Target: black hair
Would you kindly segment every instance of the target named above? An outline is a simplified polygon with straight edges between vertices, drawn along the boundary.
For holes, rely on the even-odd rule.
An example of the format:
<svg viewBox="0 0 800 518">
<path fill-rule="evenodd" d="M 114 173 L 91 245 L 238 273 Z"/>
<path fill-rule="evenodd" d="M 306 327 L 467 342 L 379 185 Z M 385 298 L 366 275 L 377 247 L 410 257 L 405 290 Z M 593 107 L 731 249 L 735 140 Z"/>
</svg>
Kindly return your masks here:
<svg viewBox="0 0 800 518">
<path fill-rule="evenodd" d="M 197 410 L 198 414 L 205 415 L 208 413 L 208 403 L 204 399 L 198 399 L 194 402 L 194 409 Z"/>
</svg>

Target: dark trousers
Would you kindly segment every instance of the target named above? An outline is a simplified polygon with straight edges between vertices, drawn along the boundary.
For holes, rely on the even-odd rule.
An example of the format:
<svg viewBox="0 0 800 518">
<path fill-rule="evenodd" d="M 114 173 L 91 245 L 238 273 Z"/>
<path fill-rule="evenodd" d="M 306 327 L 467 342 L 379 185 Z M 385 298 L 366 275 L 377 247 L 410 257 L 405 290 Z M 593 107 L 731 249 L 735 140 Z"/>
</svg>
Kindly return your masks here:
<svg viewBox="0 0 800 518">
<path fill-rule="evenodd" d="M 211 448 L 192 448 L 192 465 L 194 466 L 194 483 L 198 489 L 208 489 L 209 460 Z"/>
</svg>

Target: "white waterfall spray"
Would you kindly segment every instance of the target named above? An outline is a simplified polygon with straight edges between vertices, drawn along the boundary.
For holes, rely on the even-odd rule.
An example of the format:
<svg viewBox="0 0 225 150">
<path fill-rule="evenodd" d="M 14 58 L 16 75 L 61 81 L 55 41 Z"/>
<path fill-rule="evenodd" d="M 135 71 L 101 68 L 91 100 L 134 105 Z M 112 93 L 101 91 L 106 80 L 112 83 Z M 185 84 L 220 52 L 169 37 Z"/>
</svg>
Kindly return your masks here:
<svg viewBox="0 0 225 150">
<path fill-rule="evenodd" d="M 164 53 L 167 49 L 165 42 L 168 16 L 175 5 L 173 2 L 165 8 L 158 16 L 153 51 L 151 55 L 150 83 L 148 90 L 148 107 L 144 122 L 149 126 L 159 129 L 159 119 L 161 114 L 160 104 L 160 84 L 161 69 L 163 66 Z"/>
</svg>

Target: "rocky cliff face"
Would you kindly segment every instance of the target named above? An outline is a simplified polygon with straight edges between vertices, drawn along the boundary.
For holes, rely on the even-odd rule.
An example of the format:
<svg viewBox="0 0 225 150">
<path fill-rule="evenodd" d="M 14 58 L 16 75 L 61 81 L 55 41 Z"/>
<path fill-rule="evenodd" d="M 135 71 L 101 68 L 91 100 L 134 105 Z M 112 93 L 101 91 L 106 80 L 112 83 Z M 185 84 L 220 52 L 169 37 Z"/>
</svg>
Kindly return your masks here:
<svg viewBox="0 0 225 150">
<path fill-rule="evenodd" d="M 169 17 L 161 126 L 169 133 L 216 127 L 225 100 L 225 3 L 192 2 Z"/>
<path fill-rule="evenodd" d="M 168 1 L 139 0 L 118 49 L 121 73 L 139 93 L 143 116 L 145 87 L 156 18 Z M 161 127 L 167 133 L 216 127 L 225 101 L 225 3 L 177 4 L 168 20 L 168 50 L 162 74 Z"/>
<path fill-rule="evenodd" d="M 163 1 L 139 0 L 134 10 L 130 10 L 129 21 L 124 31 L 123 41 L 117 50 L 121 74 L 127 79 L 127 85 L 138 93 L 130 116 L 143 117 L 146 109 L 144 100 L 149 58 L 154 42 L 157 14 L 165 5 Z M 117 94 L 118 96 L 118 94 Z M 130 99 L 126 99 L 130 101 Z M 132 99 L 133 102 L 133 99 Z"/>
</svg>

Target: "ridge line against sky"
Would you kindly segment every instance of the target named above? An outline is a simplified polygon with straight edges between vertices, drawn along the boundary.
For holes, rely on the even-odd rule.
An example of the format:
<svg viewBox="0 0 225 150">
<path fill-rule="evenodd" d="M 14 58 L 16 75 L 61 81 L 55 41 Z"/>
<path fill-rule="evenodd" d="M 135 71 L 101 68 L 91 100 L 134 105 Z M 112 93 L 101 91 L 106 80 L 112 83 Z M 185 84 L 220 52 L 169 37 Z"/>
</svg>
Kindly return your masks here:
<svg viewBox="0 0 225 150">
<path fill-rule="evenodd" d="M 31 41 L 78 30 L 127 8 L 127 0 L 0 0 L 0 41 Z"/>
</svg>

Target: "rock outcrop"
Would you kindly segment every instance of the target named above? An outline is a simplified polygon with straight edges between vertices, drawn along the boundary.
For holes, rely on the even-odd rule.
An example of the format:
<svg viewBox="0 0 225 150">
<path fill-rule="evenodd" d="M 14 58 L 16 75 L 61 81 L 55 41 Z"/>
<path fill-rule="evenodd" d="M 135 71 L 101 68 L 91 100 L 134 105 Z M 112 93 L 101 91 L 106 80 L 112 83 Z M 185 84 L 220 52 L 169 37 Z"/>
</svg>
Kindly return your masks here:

********

ABOUT THIS EXERCISE.
Recreate the listing exactly, so that each entry reads as before.

WRITTEN ANSWER.
Target: black hair
Would you kindly segment every instance of the target named above? An outline is a simplified polygon with straight edges between vertices, drawn along the boundary.
For holes, rely on the even-odd rule.
An example of the format:
<svg viewBox="0 0 800 518">
<path fill-rule="evenodd" d="M 114 173 L 91 245 L 238 273 Z"/>
<path fill-rule="evenodd" d="M 306 327 L 467 342 L 379 185 Z M 385 298 L 366 275 L 377 247 L 410 257 L 405 290 Z M 593 107 L 731 249 L 735 140 Z"/>
</svg>
Kindly return your masks here:
<svg viewBox="0 0 800 518">
<path fill-rule="evenodd" d="M 197 410 L 198 414 L 205 415 L 208 413 L 208 403 L 204 399 L 198 399 L 194 402 L 194 409 Z"/>
</svg>

Target: dark trousers
Would you kindly segment every instance of the target named above? An outline is a simplified polygon with straight edges between vertices, drawn along the boundary.
For holes, rely on the even-odd rule.
An example of the format:
<svg viewBox="0 0 800 518">
<path fill-rule="evenodd" d="M 114 173 L 91 245 L 238 273 Z"/>
<path fill-rule="evenodd" d="M 306 327 L 467 342 L 379 185 Z M 385 298 L 366 275 L 377 247 L 410 257 L 405 290 Z M 593 107 L 731 249 L 735 140 Z"/>
</svg>
Kindly return your masks here:
<svg viewBox="0 0 800 518">
<path fill-rule="evenodd" d="M 211 448 L 192 448 L 192 465 L 194 466 L 194 483 L 198 489 L 208 489 L 209 460 Z"/>
</svg>

Target: "white waterfall spray"
Would you kindly segment every instance of the target named above? An outline is a simplified polygon with straight edges between vertices, drawn along the boundary.
For holes, rely on the even-odd rule.
An example of the format:
<svg viewBox="0 0 225 150">
<path fill-rule="evenodd" d="M 14 58 L 16 75 L 61 81 L 55 41 Z"/>
<path fill-rule="evenodd" d="M 135 71 L 101 68 L 91 100 L 134 105 Z M 112 93 L 101 91 L 106 80 L 112 83 Z M 185 84 L 220 52 L 169 37 Z"/>
</svg>
Kindly return your masks here:
<svg viewBox="0 0 225 150">
<path fill-rule="evenodd" d="M 164 53 L 167 49 L 165 42 L 168 16 L 175 5 L 173 2 L 165 8 L 158 16 L 153 51 L 151 55 L 150 83 L 148 90 L 148 107 L 144 122 L 149 126 L 159 129 L 159 119 L 161 114 L 160 104 L 160 84 L 161 69 L 163 66 Z"/>
</svg>

Target: "rocky cliff face"
Would you kindly segment every instance of the target named above? An outline is a simplified polygon with straight edges between vertices, drawn along the boundary.
For holes, rely on the even-odd rule.
An example of the format:
<svg viewBox="0 0 225 150">
<path fill-rule="evenodd" d="M 14 58 L 16 75 L 61 81 L 55 41 Z"/>
<path fill-rule="evenodd" d="M 135 71 L 101 68 L 91 100 L 134 105 Z M 112 93 L 101 91 L 106 80 L 112 83 Z M 185 84 L 220 52 L 169 37 Z"/>
</svg>
Kindly return your masks here:
<svg viewBox="0 0 225 150">
<path fill-rule="evenodd" d="M 169 17 L 161 126 L 169 133 L 216 127 L 225 100 L 225 3 L 192 2 Z"/>
<path fill-rule="evenodd" d="M 168 1 L 139 0 L 118 49 L 121 73 L 139 93 L 143 116 L 145 87 L 156 18 Z M 161 127 L 167 133 L 216 127 L 225 101 L 225 3 L 177 4 L 168 20 L 168 50 L 162 74 Z"/>
<path fill-rule="evenodd" d="M 163 1 L 139 0 L 134 10 L 130 10 L 129 21 L 124 31 L 123 41 L 117 50 L 121 74 L 127 79 L 127 85 L 138 93 L 130 116 L 143 117 L 146 109 L 144 100 L 149 58 L 154 42 L 157 14 L 165 5 Z M 117 94 L 118 96 L 118 94 Z M 130 99 L 126 99 L 130 101 Z M 132 99 L 133 102 L 133 99 Z"/>
</svg>

Target: "ridge line against sky"
Would you kindly segment every instance of the target named above? An outline is a simplified polygon with straight edges between vertices, drawn along the boundary.
For holes, rely on the even-odd rule.
An example of the format:
<svg viewBox="0 0 225 150">
<path fill-rule="evenodd" d="M 14 58 L 16 75 L 61 81 L 55 41 Z"/>
<path fill-rule="evenodd" d="M 135 71 L 101 68 L 91 100 L 134 105 Z M 112 93 L 101 91 L 106 80 L 112 83 Z M 185 84 L 220 52 L 169 37 Z"/>
</svg>
Kindly return your masks here:
<svg viewBox="0 0 225 150">
<path fill-rule="evenodd" d="M 31 41 L 78 30 L 127 8 L 127 0 L 0 0 L 0 41 Z"/>
</svg>

Target: "rock outcrop"
Would you kindly segment every instance of the target named above? An outline is a simplified polygon with straight edges between vertices, drawn along the boundary.
For holes, rely on the even-odd rule.
An example of the format:
<svg viewBox="0 0 225 150">
<path fill-rule="evenodd" d="M 14 58 L 16 75 L 61 81 L 55 41 Z"/>
<path fill-rule="evenodd" d="M 135 71 L 101 68 L 91 100 L 134 105 Z M 112 93 L 101 91 L 106 80 L 112 83 Z M 185 84 L 220 52 L 169 37 Z"/>
</svg>
Kindly return your masks here:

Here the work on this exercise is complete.